Stated goal: Count the lines in the records below that contain the string "wooden". Reply with the number alone.

Task inputs:
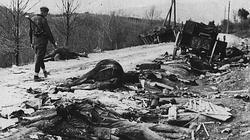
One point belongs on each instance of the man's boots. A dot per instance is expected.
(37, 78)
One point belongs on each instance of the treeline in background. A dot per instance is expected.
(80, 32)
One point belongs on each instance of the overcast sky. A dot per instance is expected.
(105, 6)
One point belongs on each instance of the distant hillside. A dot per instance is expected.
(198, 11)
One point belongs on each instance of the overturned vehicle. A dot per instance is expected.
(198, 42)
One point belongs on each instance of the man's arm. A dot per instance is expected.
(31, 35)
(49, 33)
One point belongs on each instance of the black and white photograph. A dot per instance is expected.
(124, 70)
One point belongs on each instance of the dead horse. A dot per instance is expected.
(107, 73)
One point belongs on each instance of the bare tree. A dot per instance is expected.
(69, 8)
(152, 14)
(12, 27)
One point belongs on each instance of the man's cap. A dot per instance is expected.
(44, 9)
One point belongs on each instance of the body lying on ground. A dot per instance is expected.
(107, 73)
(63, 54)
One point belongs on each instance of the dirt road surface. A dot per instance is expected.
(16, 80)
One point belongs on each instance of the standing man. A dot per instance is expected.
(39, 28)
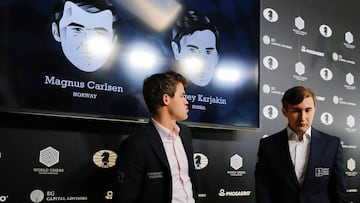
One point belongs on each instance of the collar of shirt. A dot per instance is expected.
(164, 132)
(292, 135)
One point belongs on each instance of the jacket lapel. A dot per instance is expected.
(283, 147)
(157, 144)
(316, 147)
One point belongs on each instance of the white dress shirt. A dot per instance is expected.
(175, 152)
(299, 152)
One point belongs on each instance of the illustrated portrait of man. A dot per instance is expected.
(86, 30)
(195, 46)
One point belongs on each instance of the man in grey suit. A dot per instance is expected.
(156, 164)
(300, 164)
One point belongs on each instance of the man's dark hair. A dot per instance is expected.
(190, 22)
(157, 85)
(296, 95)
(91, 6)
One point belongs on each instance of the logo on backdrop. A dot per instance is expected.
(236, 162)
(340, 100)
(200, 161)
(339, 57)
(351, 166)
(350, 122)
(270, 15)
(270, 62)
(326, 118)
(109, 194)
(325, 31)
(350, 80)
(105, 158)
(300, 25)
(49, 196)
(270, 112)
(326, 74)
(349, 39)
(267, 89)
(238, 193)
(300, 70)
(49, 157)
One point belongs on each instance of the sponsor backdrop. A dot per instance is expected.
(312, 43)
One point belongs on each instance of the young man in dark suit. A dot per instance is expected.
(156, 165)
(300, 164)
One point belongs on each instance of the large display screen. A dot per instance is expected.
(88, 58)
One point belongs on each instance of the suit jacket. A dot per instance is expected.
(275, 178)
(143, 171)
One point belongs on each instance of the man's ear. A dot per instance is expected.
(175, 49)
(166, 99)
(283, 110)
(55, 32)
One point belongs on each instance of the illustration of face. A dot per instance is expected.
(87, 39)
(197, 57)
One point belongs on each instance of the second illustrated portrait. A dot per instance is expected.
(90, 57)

--

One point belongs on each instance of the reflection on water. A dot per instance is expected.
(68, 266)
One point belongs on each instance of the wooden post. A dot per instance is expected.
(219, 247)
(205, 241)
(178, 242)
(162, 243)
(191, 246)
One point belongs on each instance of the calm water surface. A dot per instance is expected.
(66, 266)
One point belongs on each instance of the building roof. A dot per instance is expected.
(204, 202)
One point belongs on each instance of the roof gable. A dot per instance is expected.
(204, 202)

---

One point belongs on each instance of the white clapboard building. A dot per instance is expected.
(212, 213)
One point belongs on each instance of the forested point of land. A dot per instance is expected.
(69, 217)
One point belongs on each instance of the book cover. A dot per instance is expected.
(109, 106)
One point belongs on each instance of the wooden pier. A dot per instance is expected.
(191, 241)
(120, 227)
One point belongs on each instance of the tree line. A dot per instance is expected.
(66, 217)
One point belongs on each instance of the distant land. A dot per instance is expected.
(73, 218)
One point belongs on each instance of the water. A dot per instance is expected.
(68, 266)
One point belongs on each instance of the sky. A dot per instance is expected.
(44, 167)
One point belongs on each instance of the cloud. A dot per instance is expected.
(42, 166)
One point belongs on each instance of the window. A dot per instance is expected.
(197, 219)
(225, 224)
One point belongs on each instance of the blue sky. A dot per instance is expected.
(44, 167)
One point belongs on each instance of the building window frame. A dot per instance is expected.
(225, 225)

Task solution: 2